Start of Records provided

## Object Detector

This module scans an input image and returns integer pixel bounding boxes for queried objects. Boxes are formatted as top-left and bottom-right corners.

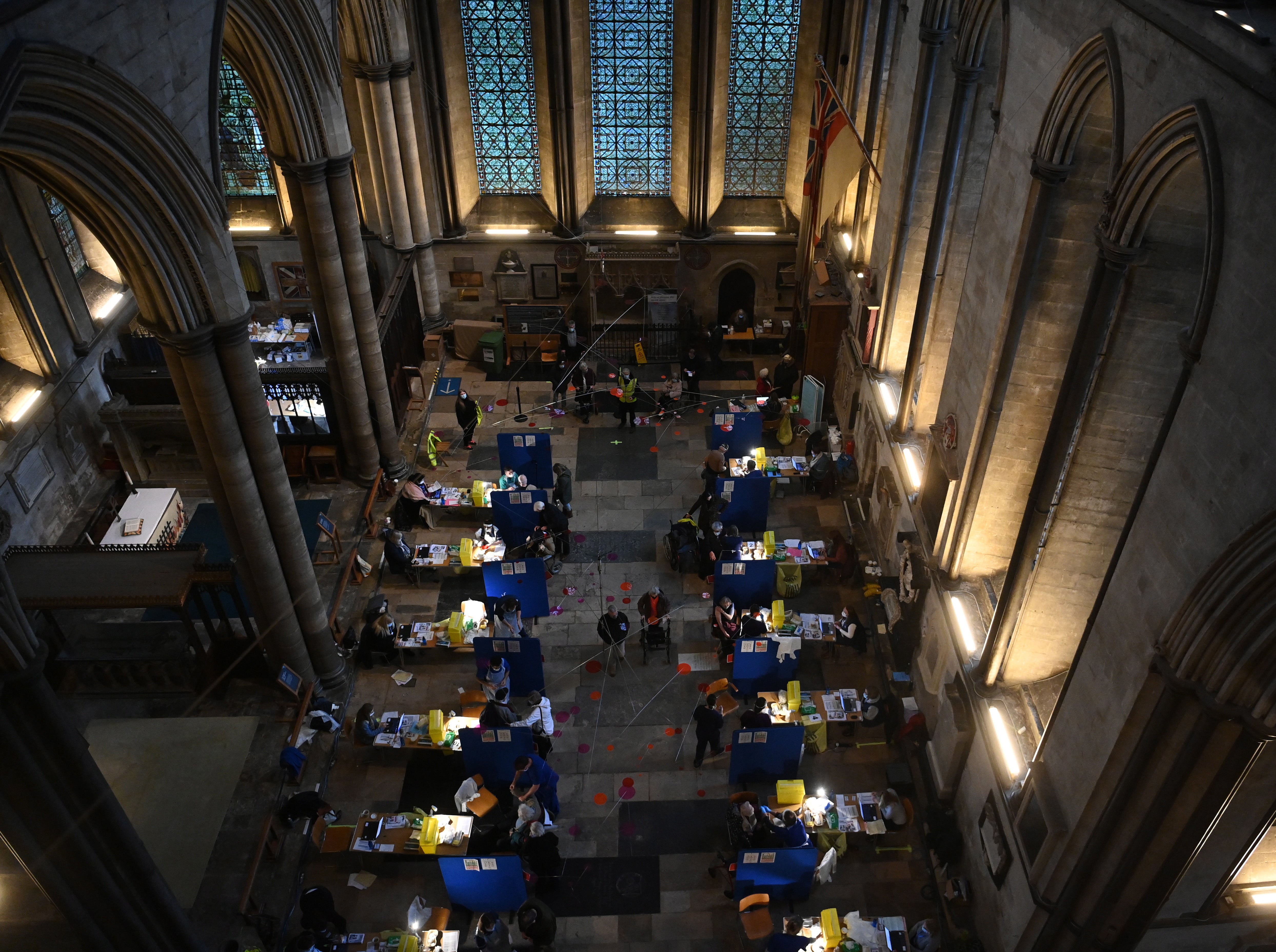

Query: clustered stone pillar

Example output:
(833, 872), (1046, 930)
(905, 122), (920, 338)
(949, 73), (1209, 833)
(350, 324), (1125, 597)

(158, 323), (344, 688)
(356, 61), (441, 320)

End of Records provided

Given problem: Print all of the rows above verbatim, but leave out the pictures.

Complete answer:
## Object Detector

This module scans an input image and returns integer pixel bounding boxes for queried objects. Boxes are formatted as top-left and bottom-right corners.


Query: clustered stone pillar

Example output:
(833, 872), (1046, 930)
(905, 122), (920, 338)
(949, 73), (1209, 833)
(350, 324), (1125, 597)

(158, 323), (344, 688)
(356, 61), (441, 320)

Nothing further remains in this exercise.